[Work item]
Pull out every row below that contains the string "positive". The match is case-sensitive.

[Data under study]
□ □ □ □ □

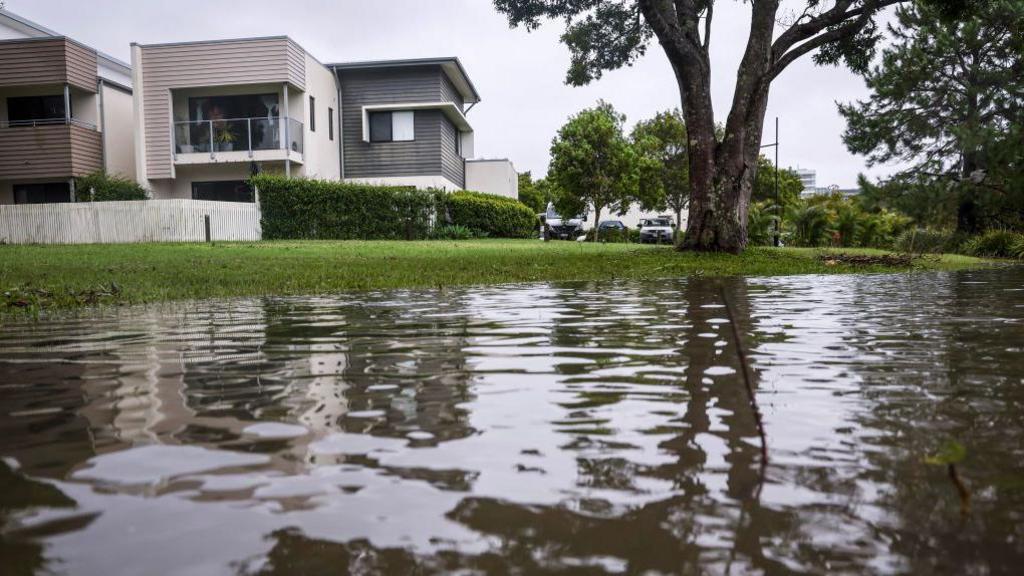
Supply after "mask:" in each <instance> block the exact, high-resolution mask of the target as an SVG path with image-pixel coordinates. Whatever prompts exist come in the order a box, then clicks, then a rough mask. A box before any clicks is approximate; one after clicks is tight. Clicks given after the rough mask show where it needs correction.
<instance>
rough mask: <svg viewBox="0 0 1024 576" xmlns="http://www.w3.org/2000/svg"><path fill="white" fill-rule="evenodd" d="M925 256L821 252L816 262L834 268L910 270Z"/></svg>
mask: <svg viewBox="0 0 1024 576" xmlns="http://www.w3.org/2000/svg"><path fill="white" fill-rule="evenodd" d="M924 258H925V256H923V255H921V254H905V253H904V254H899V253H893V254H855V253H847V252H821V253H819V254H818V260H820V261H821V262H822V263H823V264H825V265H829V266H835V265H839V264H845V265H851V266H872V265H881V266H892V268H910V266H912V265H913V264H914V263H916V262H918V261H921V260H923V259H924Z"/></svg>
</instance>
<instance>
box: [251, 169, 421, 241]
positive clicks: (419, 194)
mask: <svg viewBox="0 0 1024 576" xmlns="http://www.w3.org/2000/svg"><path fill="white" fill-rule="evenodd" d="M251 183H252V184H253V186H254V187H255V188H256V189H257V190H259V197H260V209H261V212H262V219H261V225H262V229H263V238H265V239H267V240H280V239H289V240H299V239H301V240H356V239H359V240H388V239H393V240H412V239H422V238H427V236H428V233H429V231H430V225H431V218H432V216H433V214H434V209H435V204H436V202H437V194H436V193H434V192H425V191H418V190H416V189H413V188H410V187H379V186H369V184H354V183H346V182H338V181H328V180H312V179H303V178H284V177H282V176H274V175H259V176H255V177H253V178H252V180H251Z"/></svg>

□ □ □ □ □

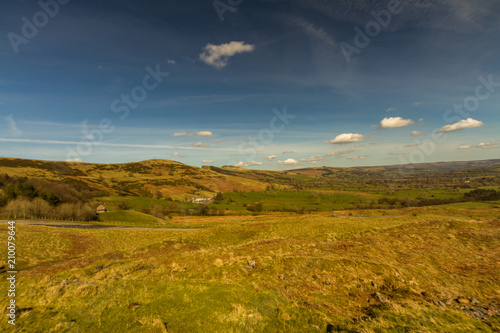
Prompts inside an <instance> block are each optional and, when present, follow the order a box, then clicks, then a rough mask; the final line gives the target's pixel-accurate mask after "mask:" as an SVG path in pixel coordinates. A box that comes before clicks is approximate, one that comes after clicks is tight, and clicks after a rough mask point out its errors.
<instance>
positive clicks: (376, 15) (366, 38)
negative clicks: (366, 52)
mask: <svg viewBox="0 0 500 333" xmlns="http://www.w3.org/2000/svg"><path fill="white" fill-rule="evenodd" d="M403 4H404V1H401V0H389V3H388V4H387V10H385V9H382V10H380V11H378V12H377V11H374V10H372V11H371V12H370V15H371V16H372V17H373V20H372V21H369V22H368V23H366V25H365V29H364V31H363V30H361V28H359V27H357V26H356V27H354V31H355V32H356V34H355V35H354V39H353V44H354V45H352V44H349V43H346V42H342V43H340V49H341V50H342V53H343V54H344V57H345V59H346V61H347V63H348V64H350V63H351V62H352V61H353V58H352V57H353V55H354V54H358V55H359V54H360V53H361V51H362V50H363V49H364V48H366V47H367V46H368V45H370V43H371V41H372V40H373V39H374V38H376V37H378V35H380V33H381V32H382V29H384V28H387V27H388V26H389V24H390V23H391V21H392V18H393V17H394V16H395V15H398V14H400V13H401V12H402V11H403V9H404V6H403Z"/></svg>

□ □ □ □ □

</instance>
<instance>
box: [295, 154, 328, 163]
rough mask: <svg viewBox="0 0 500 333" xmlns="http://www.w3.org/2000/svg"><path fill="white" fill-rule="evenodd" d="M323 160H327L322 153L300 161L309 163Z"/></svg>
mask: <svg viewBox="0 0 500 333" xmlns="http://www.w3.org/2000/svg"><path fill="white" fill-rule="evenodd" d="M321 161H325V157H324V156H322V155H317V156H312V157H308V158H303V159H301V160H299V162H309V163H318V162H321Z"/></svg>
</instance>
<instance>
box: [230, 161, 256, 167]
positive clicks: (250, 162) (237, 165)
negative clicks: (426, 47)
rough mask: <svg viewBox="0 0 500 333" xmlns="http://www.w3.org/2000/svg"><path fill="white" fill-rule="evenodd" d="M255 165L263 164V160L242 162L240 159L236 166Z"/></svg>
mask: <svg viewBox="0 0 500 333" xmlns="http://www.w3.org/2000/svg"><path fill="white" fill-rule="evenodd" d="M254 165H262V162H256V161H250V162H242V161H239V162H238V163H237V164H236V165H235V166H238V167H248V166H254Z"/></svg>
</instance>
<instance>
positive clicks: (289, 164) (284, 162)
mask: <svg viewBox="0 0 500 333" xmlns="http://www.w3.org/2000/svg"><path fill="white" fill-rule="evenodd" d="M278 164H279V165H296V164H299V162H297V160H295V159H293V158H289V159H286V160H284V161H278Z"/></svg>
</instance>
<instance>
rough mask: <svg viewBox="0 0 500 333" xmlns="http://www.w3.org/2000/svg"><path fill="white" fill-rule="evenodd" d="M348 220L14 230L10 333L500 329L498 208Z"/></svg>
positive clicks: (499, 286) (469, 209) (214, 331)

□ □ □ □ □

[Task result]
positive clicks: (419, 194)
positive clicks: (376, 15) (366, 38)
positive clicks: (250, 162) (237, 165)
positive clicks: (289, 164) (284, 162)
positive clicks: (499, 286) (469, 209) (214, 331)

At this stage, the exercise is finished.